» **Brano da leggere**:
--------------------------------------------------

La fisica di Cartesio, in quanto respinge le forme sostanziali e gli accidenti della sostanza, per sostituirli con la schematizzazione matematica della res extensa,  ha la pretesa di assoggettare l’essenza della natura fisica al potere della intelligenza e della volontà umana, sottraendo a Dio il potere di determinare e dar forma e accidenti alla materia nella natura fisica. Così la natura, per Cartesio, si tratti del corpo umano o del corpo fisico, non è più una realtà esterna alla mente e alla volontà umana, che cade sotto i sensi ed esiste indipendentemente dall’uomo, in quanto creata, formata e mossa da Dio e soggetta a leggi stabilite da Dio, ma diventa una macchina costruita e costruibile dall’uomo.

Nel cartesianismo lo spirito umano non governa la natura soltanto mediante strumenti costruiti dall’uomo, ma opera direttamente sulla materia corporale ridotta a res extensa in quanto ente di ragione che fornisce alla ragione umana matematica e alla volontà la possibilità di mettere in atto il contenuto matematico di questo ente di ragione, onde tradurlo ed applicarlo praticamente nella realtà concreta.

--------------------------------------------------

» **Materiale fornito**:
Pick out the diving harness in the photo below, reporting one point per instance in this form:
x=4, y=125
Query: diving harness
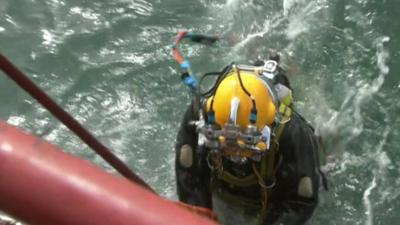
x=258, y=147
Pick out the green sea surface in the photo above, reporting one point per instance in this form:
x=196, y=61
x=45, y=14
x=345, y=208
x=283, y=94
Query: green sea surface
x=109, y=64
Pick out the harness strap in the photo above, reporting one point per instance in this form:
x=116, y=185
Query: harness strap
x=268, y=164
x=268, y=168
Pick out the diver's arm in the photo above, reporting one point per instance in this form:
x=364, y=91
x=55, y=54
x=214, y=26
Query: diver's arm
x=302, y=184
x=192, y=172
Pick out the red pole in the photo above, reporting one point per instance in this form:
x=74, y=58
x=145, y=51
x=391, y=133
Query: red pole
x=25, y=83
x=42, y=185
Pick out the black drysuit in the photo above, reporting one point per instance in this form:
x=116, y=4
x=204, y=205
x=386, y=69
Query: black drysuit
x=299, y=148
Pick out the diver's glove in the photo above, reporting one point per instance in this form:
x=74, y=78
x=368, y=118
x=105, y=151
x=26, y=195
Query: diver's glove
x=187, y=76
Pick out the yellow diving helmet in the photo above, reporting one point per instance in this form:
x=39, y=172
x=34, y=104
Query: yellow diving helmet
x=239, y=115
x=230, y=88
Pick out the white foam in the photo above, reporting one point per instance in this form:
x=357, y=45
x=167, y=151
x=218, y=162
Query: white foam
x=367, y=203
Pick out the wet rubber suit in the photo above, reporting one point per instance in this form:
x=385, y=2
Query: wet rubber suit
x=294, y=196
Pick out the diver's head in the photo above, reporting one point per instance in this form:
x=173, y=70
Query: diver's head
x=239, y=116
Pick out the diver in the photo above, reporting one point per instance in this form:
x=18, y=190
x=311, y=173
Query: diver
x=243, y=151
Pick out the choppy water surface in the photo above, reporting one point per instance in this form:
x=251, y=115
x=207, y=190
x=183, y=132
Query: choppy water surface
x=108, y=63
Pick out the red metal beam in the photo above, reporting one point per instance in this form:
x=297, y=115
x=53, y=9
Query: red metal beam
x=37, y=93
x=42, y=185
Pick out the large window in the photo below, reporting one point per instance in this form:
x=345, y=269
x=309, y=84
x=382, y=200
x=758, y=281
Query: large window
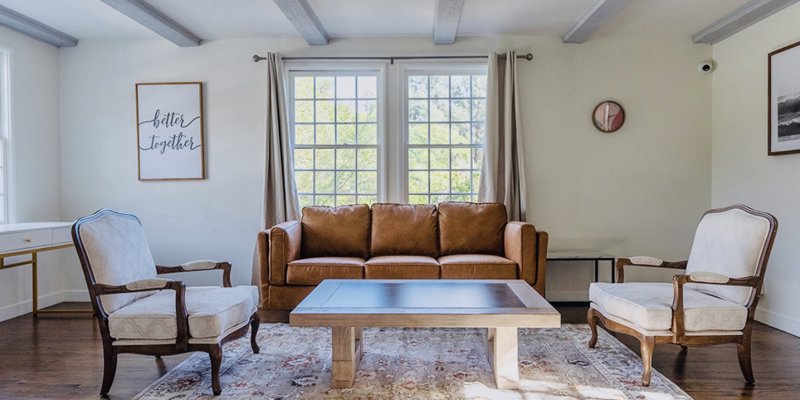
x=445, y=126
x=359, y=137
x=4, y=134
x=335, y=134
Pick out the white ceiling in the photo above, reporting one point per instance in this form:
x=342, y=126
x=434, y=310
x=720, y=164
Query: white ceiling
x=218, y=19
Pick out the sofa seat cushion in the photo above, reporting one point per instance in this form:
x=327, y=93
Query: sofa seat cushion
x=212, y=311
x=399, y=229
x=477, y=266
x=335, y=231
x=471, y=228
x=649, y=307
x=312, y=271
x=401, y=267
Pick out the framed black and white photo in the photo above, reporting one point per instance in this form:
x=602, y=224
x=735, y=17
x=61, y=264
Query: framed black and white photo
x=784, y=100
x=169, y=131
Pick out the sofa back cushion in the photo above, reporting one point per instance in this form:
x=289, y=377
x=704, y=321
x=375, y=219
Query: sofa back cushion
x=471, y=228
x=335, y=231
x=404, y=229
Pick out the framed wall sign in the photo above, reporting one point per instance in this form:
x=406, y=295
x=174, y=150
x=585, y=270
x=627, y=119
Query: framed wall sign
x=784, y=100
x=169, y=131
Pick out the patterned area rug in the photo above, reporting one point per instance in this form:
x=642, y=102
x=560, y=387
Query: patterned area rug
x=417, y=364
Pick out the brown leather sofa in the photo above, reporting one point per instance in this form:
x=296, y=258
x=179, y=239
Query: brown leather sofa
x=395, y=241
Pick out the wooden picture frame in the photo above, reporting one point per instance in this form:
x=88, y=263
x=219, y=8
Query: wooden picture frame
x=783, y=89
x=169, y=131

--------------------------------------------------

» **Richiesta**:
Cita per intero il brano sulla fisica di Cartesio, senza cambiare nemmeno una parola.

» **Risposta al compito**:
La fisica di Cartesio, in quanto respinge le forme sostanziali e gli accidenti della sostanza, per sostituirli con la schematizzazione matematica della res extensa,  ha la pretesa di assoggettare l’essenza della natura fisica al potere della intelligenza e della volontà umana, sottraendo a Dio il potere di determinare e dar forma e accidenti alla materia nella natura fisica. Così la natura, per Cartesio, si tratti del corpo umano o del corpo fisico, non è più una realtà esterna alla mente e alla volontà umana, che cade sotto i sensi ed esiste indipendentemente dall’uomo, in quanto creata, formata e mossa da Dio e soggetta a leggi stabilite da Dio, ma diventa una macchina costruita e costruibile dall’uomo.

Nel cartesianismo lo spirito umano non governa la natura soltanto mediante strumenti costruiti dall’uomo, ma opera direttamente sulla materia corporale ridotta a res extensa in quanto ente di ragione che fornisce alla ragione umana matematica e alla volontà la possibilità di mettere in atto il contenuto matematico di questo ente di ragione, onde tradurlo ed applicarlo praticamente nella realtà concreta.